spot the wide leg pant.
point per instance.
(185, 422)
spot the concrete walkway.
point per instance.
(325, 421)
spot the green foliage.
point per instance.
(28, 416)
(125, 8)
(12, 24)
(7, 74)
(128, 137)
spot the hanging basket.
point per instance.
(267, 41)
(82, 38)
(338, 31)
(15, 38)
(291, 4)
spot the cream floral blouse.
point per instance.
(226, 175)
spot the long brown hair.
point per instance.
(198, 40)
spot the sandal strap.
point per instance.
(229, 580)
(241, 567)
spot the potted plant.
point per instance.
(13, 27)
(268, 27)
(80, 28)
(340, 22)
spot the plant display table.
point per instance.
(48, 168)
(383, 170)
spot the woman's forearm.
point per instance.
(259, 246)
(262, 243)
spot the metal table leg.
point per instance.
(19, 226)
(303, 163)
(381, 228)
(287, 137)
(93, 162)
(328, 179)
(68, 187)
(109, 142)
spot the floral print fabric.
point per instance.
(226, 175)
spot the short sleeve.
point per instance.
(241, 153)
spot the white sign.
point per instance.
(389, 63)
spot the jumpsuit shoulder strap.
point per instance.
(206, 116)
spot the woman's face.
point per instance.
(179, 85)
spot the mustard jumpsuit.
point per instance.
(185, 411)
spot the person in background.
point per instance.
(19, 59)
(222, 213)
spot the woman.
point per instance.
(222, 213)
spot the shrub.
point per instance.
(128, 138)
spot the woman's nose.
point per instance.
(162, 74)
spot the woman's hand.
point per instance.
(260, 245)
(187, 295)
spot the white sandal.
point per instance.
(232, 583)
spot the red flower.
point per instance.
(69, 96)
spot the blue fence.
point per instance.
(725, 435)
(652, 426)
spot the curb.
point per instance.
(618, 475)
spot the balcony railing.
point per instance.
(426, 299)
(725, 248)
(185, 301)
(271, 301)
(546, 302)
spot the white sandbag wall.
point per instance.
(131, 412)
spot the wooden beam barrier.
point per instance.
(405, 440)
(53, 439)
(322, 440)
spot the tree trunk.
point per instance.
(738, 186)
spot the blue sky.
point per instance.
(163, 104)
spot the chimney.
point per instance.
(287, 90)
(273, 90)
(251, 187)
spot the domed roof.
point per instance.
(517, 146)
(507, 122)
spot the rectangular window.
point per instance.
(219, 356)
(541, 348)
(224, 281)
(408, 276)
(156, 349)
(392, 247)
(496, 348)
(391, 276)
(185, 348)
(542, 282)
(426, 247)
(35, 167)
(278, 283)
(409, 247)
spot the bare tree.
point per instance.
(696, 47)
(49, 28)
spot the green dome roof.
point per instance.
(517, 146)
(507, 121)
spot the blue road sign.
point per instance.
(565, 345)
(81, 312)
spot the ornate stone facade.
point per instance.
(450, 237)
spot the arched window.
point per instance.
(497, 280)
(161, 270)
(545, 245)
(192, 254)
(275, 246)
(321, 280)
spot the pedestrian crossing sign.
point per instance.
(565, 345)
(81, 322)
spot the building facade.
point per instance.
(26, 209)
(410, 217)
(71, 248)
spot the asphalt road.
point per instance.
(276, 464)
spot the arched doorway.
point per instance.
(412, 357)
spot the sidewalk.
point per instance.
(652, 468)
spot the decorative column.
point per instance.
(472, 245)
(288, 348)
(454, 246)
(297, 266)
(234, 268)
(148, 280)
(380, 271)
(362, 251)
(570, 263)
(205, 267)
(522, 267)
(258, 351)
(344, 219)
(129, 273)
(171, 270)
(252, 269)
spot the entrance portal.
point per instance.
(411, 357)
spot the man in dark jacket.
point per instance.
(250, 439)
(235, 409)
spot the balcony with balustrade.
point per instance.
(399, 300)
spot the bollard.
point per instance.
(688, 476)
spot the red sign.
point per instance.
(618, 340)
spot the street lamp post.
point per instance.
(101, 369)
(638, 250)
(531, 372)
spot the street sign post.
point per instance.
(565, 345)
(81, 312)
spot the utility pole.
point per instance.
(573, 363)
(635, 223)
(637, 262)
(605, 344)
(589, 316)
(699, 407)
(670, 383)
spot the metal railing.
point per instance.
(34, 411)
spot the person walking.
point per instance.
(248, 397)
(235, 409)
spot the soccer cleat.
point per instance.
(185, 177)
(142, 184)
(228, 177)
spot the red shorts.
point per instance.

————————

● DIRECTION: Lay out every line of the records above as a JSON list of strings, one string per line, leaving out blank lines.

● WORKED SOLUTION:
[
  "spot the wide leg pant.",
  "point per instance.",
  "(185, 422)",
  "spot the concrete walkway.",
  "point per instance.",
  "(325, 421)",
  "spot the green foliage.",
  "point per instance.",
  "(28, 416)",
  "(125, 8)",
  "(12, 24)",
  "(7, 74)",
  "(128, 137)",
  "spot the hanging basket.",
  "point per instance.",
  "(267, 41)",
  "(82, 38)",
  "(338, 31)",
  "(15, 38)",
  "(291, 4)",
  "spot the cream floral blouse.",
  "point per instance.",
  "(226, 175)",
  "spot the long brown hair.",
  "point per instance.",
  "(198, 40)",
  "spot the sandal strap.",
  "point per instance.",
  "(229, 580)",
  "(241, 567)",
  "spot the potted plant.",
  "point per instance.",
  "(13, 27)",
  "(268, 27)",
  "(80, 28)",
  "(340, 22)",
  "spot the plant display table.",
  "point per instance.",
  "(48, 168)",
  "(383, 170)",
  "spot the woman's forearm.",
  "point per instance.",
  "(259, 246)",
  "(262, 243)",
  "spot the metal table leg.",
  "point per instance.",
  "(19, 226)",
  "(303, 163)",
  "(381, 228)",
  "(287, 137)",
  "(93, 162)",
  "(328, 179)",
  "(68, 187)",
  "(109, 142)",
  "spot the floral print fabric.",
  "point per instance.",
  "(226, 175)",
  "spot the short sleeve.",
  "point per instance.",
  "(241, 153)",
  "spot the white sign.",
  "point per instance.",
  "(389, 63)",
  "spot the jumpsuit shoulder strap.",
  "point per instance.",
  "(206, 116)",
  "spot the woman's face.",
  "point per instance.",
  "(179, 85)",
  "spot the mustard jumpsuit.",
  "point per instance.",
  "(185, 411)",
  "spot the person in background.",
  "point per instance.",
  "(19, 59)",
  "(222, 213)",
  "spot the woman.",
  "point per instance.",
  "(222, 213)",
  "spot the shrub.",
  "point per instance.",
  "(128, 138)",
  "spot the woman's nose.",
  "point per instance.",
  "(162, 74)",
  "spot the woman's hand.",
  "point per instance.",
  "(260, 245)",
  "(187, 295)",
  "spot the white sandal.",
  "point per instance.",
  "(232, 583)",
  "spot the red flower.",
  "point per instance.",
  "(69, 96)",
  "spot the blue fence.",
  "point per instance.",
  "(725, 435)",
  "(652, 426)",
  "spot the curb.",
  "point per instance.",
  "(618, 475)",
  "spot the balcony railing.",
  "point per instance.",
  "(426, 299)",
  "(725, 248)",
  "(185, 301)",
  "(271, 301)",
  "(546, 302)",
  "spot the white sandbag wall.",
  "point per instance.",
  "(131, 412)",
  "spot the wooden beam barrier.",
  "point per instance.",
  "(405, 440)",
  "(53, 439)",
  "(322, 440)",
  "spot the tree trunk.",
  "point per instance.",
  "(738, 186)",
  "spot the blue sky.",
  "point per instance.",
  "(163, 104)",
  "spot the chimney.",
  "point per instance.",
  "(287, 90)",
  "(273, 90)",
  "(251, 187)",
  "spot the domed roof.",
  "point per instance.",
  "(517, 146)",
  "(507, 122)",
  "spot the rectangular window.",
  "point per instance.",
  "(219, 356)",
  "(541, 348)",
  "(224, 281)",
  "(408, 276)",
  "(156, 349)",
  "(392, 247)",
  "(496, 348)",
  "(391, 276)",
  "(185, 348)",
  "(542, 282)",
  "(426, 247)",
  "(35, 167)",
  "(278, 283)",
  "(409, 247)",
  "spot the bare tree.",
  "point per instance.",
  "(696, 47)",
  "(49, 28)",
  "spot the green dome roof.",
  "point per instance.",
  "(517, 146)",
  "(507, 121)",
  "spot the blue road sign.",
  "point per instance.",
  "(565, 345)",
  "(81, 312)",
  "spot the ornate stone facade.",
  "point per instance.",
  "(450, 237)",
  "spot the arched window.",
  "point per instance.",
  "(497, 280)",
  "(161, 270)",
  "(545, 245)",
  "(192, 254)",
  "(275, 246)",
  "(321, 280)",
  "spot the pedestrian crossing sign.",
  "point per instance.",
  "(565, 345)",
  "(81, 322)",
  "spot the building facade.",
  "point per instance.",
  "(26, 209)",
  "(410, 217)",
  "(71, 248)",
  "spot the asphalt road.",
  "point per instance.",
  "(276, 464)",
  "spot the arched doorway.",
  "point per instance.",
  "(412, 357)",
  "spot the sidewalk.",
  "point per instance.",
  "(652, 468)",
  "spot the decorative column.",
  "point per instance.",
  "(472, 245)",
  "(288, 348)",
  "(454, 246)",
  "(297, 266)",
  "(234, 268)",
  "(148, 280)",
  "(380, 271)",
  "(362, 251)",
  "(570, 263)",
  "(205, 267)",
  "(522, 267)",
  "(258, 351)",
  "(344, 219)",
  "(129, 273)",
  "(171, 270)",
  "(252, 269)",
  "spot the entrance portal.",
  "point per instance.",
  "(411, 357)",
  "spot the man in dark jacket.",
  "point per instance.",
  "(250, 439)",
  "(235, 409)",
  "spot the balcony with balustrade.",
  "point per instance.",
  "(399, 300)",
  "spot the bollard.",
  "point per instance.",
  "(688, 476)",
  "spot the red sign.",
  "point per instance.",
  "(618, 340)",
  "spot the street lamp post.",
  "point per instance.",
  "(101, 369)",
  "(638, 250)",
  "(531, 372)",
  "spot the street sign post.",
  "point per instance.",
  "(565, 345)",
  "(81, 312)",
  "spot the utility pole.",
  "point per instance.",
  "(573, 363)",
  "(635, 223)",
  "(637, 262)",
  "(605, 344)",
  "(589, 316)",
  "(699, 407)",
  "(670, 383)",
  "spot the metal railing.",
  "point per instance.",
  "(34, 411)",
  "spot the person walking.",
  "point per instance.",
  "(248, 397)",
  "(235, 409)",
  "spot the soccer cleat.",
  "point per instance.",
  "(185, 177)",
  "(142, 184)",
  "(228, 177)",
  "spot the red shorts.",
  "point per instance."
]